Top of SUPPLIED PASSAGE

How was your holiday? Mine turned out to be much better than expected. I spent the night at Mom's house on Christmas Eve and we watched A Christmas Carol with George C. Scott. That's the best one, in my opinion. I couldn't watch it without comparing it to the Muppets version though. We managed not to get into a fight, mainly because I was able to hold my tongue. I didn't have to deal with her "other family" either.

After Mom's house, I went to visit Dad. I was sure that, by two in the afternoon, he'd be completely sloshed. I was dreading it all the way there. However, I was pleasantly surprised to find that he was more sober than I'd seen him in a long time. Granted, he was still downing whiskey like water, but I guess he started later than usual. We ate lunch/dinner and opened packages from the rest of my family. I felt a little bad for not giving my dad more presents. But, I'm broke and men are hard to buy for.

I've got to endure only three days this week, and then I'm off for another four!

11.19.2009

Workshop

Work has been crazy this week. We're participating in the state's annual conference today, tomorrow, and over the weekend. So, naturally, everyone has to freak the fuck out for no good reason. Honestly? It's not as if I work in an industry where lives are at stake. If there's a teeny smudge on our display, it's not the end of the world.

Since I have the reputation for being the "creative one" in the office, I got stuck with the job of designing and assembling the 5 foot by 10 foot display space. For some reason, I thought it was only a two day job. Ha ha. Not even close. We can't set up anything in our designated area until after 5 today. Two days ago, the bitch I work with (and hate, can you tell?), was giving me her famous attitude about not having things done. I gave her attitude right back and told her that unless she had the tools I needed on hand, the job was going to wait. I wanted to tell her to pull a rubber mallet and a hammer out of her fucking ass. After that, I wanted to wrap my hands around her throat and strangle her superiority complex to death.

Ah, but I stopped at being snarky lest I lose the job I enjoy.

In about 15 minutes, I'm leaving the office to drive across town to the conference itself and help out (for another cunt I don't like) with a workshop. All I really have to do is check people in and clean up after. But, in between those two tasks is three hours of boooorrrrriiiiiinnnggg. Maybe I'll work on that novel I'm supposed to almost be done with. Or, maybe I'll crochet a throw for my loveseat in the living room. I need to devise a plan to get the matching couch into my new apartment by the time I have my party....ugh...too much to do.

11.18.2009

Ugh. Christmas is Lame. And So Are Guys.

Yes, I hate Christmas. Big surprise, right?

Bottom of SUPPLIED PASSAGE
Top of INPUT DATA

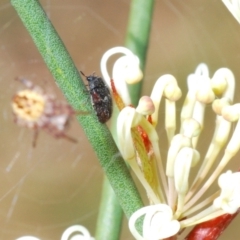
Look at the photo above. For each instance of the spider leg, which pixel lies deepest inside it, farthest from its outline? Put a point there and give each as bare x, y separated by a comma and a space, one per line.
35, 136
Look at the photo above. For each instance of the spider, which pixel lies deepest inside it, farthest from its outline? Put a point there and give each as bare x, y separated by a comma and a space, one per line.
34, 109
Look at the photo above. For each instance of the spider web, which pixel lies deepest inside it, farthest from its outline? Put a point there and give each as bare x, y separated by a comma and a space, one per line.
46, 189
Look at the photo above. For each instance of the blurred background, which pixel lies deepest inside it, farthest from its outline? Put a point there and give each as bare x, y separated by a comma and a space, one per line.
57, 184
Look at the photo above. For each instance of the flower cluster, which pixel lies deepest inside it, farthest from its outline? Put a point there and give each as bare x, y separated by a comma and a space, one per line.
174, 201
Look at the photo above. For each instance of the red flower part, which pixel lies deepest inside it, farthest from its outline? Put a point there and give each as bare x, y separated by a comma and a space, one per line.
212, 229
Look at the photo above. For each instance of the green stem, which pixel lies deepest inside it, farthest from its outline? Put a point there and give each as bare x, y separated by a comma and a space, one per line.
137, 39
110, 215
69, 81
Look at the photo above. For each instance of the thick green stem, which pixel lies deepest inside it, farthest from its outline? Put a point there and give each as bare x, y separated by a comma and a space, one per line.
110, 215
69, 81
137, 39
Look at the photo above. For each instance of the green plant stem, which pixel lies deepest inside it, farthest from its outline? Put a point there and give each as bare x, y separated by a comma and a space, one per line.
137, 37
69, 81
110, 215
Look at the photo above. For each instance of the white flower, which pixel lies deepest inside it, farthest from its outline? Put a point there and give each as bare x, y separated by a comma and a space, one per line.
158, 222
229, 199
173, 199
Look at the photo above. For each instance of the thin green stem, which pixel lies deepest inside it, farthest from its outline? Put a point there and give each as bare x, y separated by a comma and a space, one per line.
69, 81
110, 215
137, 39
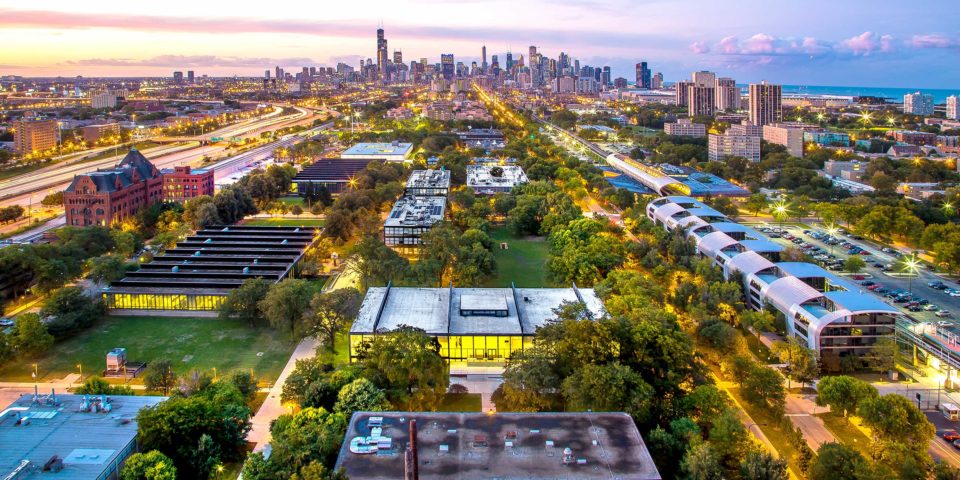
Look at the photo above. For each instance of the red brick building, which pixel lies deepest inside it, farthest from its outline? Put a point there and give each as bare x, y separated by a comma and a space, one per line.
183, 183
108, 197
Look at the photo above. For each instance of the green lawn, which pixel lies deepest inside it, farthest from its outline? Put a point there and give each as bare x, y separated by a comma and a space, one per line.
292, 200
285, 222
523, 263
190, 343
470, 402
846, 433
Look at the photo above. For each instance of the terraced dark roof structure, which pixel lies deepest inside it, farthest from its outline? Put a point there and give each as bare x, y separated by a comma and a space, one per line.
203, 268
334, 173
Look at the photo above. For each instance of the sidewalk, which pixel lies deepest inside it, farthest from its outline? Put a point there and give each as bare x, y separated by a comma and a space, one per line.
272, 407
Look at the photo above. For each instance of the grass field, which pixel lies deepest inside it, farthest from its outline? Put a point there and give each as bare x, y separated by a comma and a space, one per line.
846, 433
285, 222
524, 263
189, 343
292, 200
470, 402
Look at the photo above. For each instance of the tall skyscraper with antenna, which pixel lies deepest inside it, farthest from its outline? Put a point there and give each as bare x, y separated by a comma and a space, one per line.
382, 56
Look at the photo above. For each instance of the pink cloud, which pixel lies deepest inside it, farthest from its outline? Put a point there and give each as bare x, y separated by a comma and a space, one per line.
759, 44
699, 48
863, 44
933, 41
730, 45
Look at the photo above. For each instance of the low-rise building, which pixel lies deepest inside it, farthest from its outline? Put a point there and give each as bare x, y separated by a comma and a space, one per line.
492, 179
822, 311
388, 152
738, 141
826, 138
70, 437
471, 325
181, 183
789, 135
109, 197
410, 218
913, 137
684, 127
428, 183
93, 133
505, 446
32, 135
334, 174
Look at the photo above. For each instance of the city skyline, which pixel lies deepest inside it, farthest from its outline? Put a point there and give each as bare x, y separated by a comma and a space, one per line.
797, 45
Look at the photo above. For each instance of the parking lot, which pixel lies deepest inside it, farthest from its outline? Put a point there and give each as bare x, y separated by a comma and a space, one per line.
877, 277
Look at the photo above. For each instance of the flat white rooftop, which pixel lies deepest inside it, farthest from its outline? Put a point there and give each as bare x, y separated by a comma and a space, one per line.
479, 177
438, 310
415, 211
378, 150
429, 179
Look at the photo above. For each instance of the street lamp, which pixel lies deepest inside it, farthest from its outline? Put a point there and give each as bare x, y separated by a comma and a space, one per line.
912, 267
780, 211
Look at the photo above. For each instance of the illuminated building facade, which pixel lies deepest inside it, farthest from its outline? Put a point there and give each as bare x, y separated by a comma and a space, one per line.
471, 325
203, 269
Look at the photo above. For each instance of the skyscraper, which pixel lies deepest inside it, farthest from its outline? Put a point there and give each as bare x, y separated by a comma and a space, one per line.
953, 109
446, 66
656, 82
382, 55
918, 103
727, 94
765, 103
683, 92
643, 75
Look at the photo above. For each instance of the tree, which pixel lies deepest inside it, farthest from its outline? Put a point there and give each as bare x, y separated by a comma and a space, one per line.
330, 313
106, 268
159, 376
900, 430
285, 304
29, 336
854, 264
177, 426
244, 302
152, 465
361, 395
763, 466
99, 386
764, 387
608, 388
835, 461
701, 463
406, 363
801, 361
70, 309
756, 202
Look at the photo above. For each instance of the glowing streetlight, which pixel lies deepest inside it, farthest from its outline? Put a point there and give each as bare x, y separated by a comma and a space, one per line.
911, 266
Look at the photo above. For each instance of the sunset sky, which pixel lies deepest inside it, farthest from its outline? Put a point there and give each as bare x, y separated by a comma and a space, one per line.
864, 43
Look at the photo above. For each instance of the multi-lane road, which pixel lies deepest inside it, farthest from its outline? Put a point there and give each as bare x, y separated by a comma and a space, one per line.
30, 188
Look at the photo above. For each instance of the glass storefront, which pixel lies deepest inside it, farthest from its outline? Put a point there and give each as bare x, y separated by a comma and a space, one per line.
469, 348
146, 301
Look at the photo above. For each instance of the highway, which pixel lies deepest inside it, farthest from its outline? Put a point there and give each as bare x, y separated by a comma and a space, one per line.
32, 187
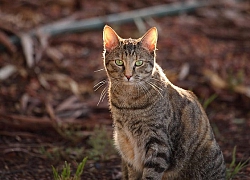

Bottom of INPUT DATA

> [WHAT YOU WILL DO]: Decide whether each statement agrees with the holiday and work entries, answering yes or no and quoting the words that settle it. 1. The writer spent Christmas Eve at Mom's house. 2. When the writer arrived, Dad was drunker than usual. 3. The writer expected the display job to take two days.

> [PROBLEM SOLUTION]:
1. Yes: "I spent the night at Mom's house on Christmas Eve"
2. No: "I was pleasantly surprised to find that he was more sober than I'd seen him in a long time."
3. Yes: "For some reason, I thought it was only a two day job."